> EXERCISE DIRECTIONS
Rewrite the lines below as a numbered list, omitting any blank lines. Do not include the pictures in your answer.

> DATA SECTION

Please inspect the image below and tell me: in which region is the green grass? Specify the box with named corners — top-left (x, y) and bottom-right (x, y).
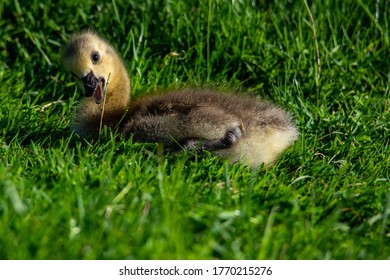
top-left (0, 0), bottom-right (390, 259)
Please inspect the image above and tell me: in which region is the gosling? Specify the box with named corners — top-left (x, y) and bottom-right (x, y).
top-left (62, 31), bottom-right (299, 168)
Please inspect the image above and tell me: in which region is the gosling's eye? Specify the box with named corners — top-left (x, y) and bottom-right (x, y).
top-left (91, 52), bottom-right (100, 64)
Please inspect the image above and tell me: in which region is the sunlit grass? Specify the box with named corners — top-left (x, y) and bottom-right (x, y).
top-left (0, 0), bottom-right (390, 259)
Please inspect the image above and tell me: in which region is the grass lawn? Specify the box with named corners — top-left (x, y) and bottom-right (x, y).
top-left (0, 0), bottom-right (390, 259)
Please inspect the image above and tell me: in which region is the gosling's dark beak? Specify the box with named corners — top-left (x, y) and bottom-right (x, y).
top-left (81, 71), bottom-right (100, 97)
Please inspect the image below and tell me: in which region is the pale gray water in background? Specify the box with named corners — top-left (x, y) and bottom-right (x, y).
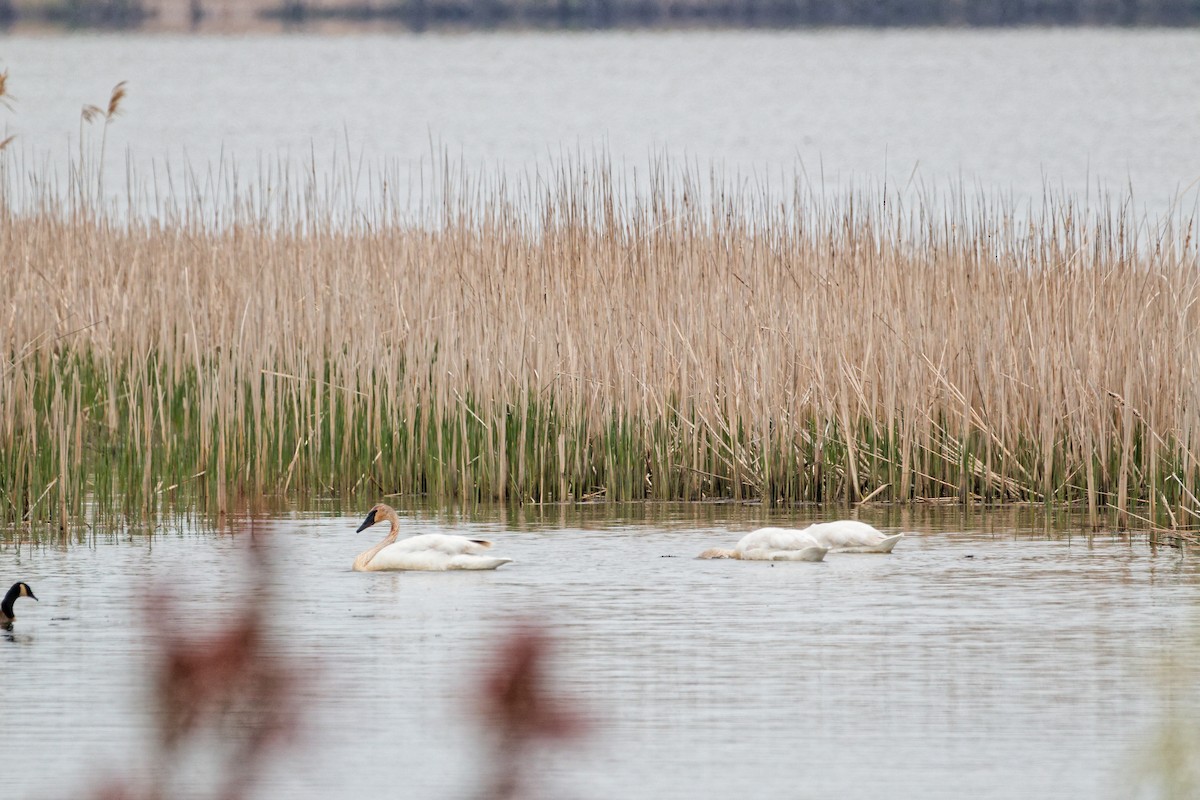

> WRITTEN RESPONSE
1. Please inspect the image below and tell me: in which region is the green grass? Specify the box with named corners — top-left (x, y) and bottom-right (x, y).
2. top-left (0, 0), bottom-right (390, 259)
3. Please inspect the image above and tell me: in which region is the gosling? Specify the box with named corners — top-left (x, y) and bottom-right (x, y).
4. top-left (62, 31), bottom-right (299, 168)
5. Please inspect the image above and tell me: in which region is the gosling's eye? Specify the box with named corners — top-left (x, y) and bottom-right (x, y).
6. top-left (91, 52), bottom-right (100, 64)
7. Please inspect the image above and tell me: in which region is the sunlit grass? Specify the box with named corners — top-left (x, y) and bottom-right (x, y).
8. top-left (0, 0), bottom-right (390, 259)
9. Please inspect the image above and tell me: in which region is the grass lawn? Specify the box with named corners — top-left (x, y) and bottom-right (x, y).
10. top-left (0, 0), bottom-right (390, 259)
11. Please inspect the image above and tell me: in which region is the gosling's dark beak? Specify the box with named corners — top-left (x, y) and bottom-right (x, y).
12. top-left (81, 71), bottom-right (100, 97)
13. Please inspect the image below and tell me: in which region is the pale gray water in background? Specify the box with named corners — top-left (x, y) and bottom-right (x, y).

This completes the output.